## PROBLEM STATEMENT
Only the lines from the one containing "The locate routine indicates the sign reading 2001" to the end of the records belong in the output; print them exactly.

Coordinate annotation records:
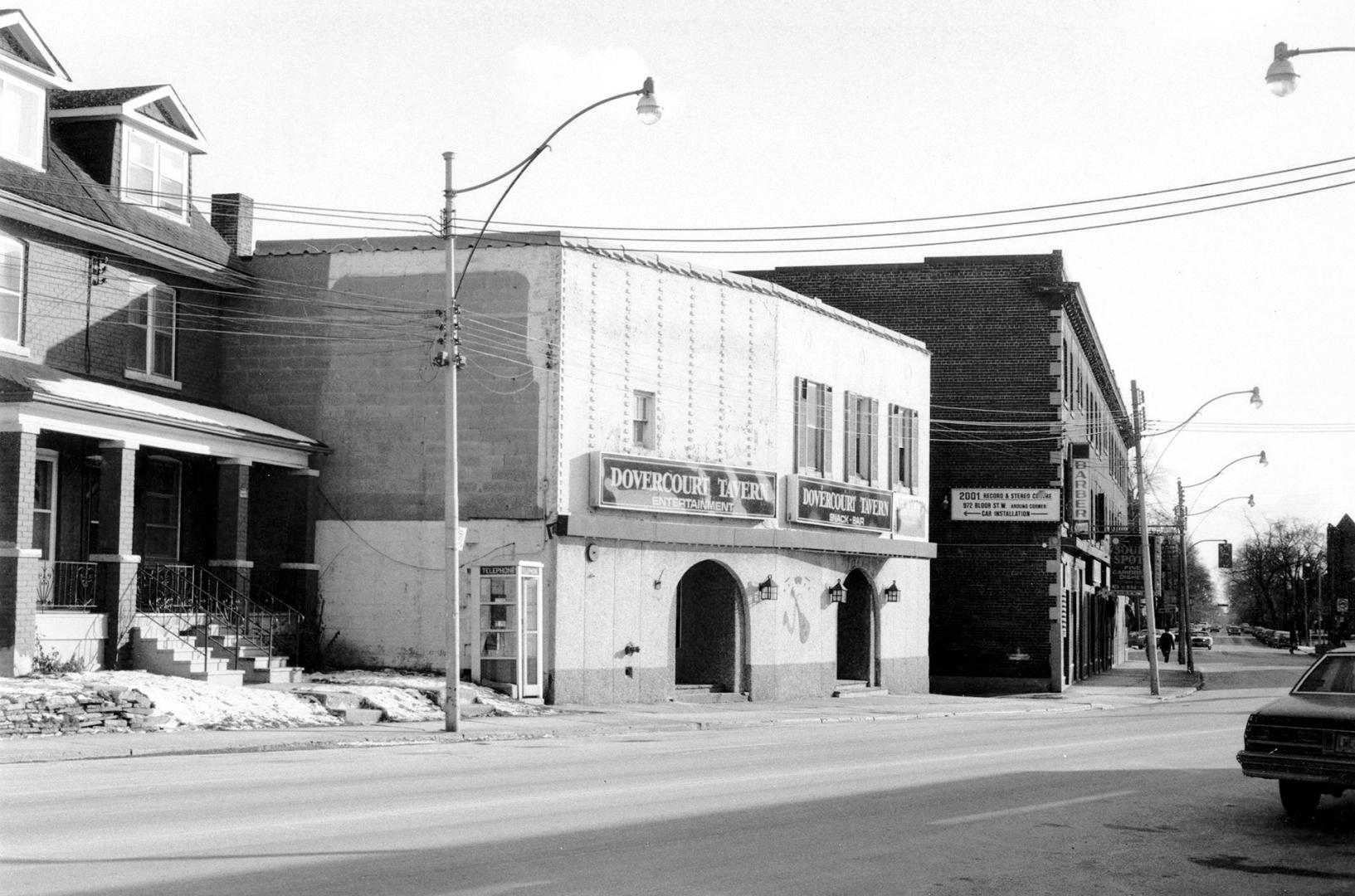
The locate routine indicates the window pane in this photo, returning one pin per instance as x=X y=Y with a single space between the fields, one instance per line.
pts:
x=173 y=166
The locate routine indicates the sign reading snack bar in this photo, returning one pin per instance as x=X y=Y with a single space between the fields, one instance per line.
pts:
x=679 y=487
x=824 y=503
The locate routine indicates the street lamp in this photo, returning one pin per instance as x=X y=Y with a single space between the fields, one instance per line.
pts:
x=1281 y=75
x=1147 y=549
x=449 y=357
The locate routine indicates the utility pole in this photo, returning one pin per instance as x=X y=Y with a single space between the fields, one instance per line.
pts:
x=1183 y=654
x=1153 y=682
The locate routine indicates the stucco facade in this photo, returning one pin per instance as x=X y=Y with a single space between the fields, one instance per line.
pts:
x=637 y=427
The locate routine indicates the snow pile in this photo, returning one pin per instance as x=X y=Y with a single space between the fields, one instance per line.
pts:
x=199 y=705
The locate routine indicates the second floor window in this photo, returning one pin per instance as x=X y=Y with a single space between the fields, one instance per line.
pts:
x=21 y=122
x=12 y=256
x=813 y=415
x=151 y=340
x=156 y=175
x=642 y=419
x=903 y=448
x=862 y=433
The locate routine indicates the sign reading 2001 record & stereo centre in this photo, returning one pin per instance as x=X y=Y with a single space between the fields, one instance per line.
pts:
x=625 y=481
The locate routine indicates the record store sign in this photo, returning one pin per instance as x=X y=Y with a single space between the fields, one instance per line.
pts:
x=623 y=481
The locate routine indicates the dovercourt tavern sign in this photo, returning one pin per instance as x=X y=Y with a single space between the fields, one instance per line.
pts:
x=679 y=487
x=824 y=503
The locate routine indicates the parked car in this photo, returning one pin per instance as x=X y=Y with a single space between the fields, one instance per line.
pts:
x=1307 y=739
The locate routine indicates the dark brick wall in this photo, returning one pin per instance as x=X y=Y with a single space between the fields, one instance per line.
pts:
x=988 y=323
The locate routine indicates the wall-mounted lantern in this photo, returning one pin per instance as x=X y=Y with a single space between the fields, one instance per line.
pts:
x=768 y=590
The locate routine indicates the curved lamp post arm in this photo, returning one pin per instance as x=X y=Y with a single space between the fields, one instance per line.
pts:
x=646 y=91
x=650 y=113
x=1256 y=403
x=1247 y=457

## SOLUTION TO THIS TASK
The locate routine indicates the sign reading 2001 record & stereo centre in this photo, returning one pin per instance as x=X y=Y with a single space between the fields, one instance per line.
pts:
x=625 y=481
The locate routine indicates the record store sign in this photo, returning one pin per instance as x=X y=Y with a single space between the fields, one instance per line.
pts:
x=623 y=481
The locate routine indicates the dovercourt tavern sign in this photo, returning one pin per instance as x=X y=Y with a single space between the fields, one instance per line.
pts:
x=679 y=487
x=824 y=503
The locate routine indicates the parked car in this photo, returning one pin per instance as x=X y=Y with a single space between the fields, one instance per line.
pts:
x=1307 y=739
The locate routine indicates the dark brick wall in this photo, returning one pin per instance as x=X y=Y with a single space between the fields, one instance per line.
pts:
x=988 y=323
The locate routine indicates the wall-mounted lantern in this photo, returning one pin per instance as x=X y=Y with a single space between the fields, one instance per line.
pts:
x=768 y=590
The locate routine indicates the curved lamp post arm in this photo, returning one pin per instance as x=X y=Y with a single space between the fields, one instance per line.
pts:
x=646 y=91
x=650 y=113
x=1256 y=403
x=1247 y=457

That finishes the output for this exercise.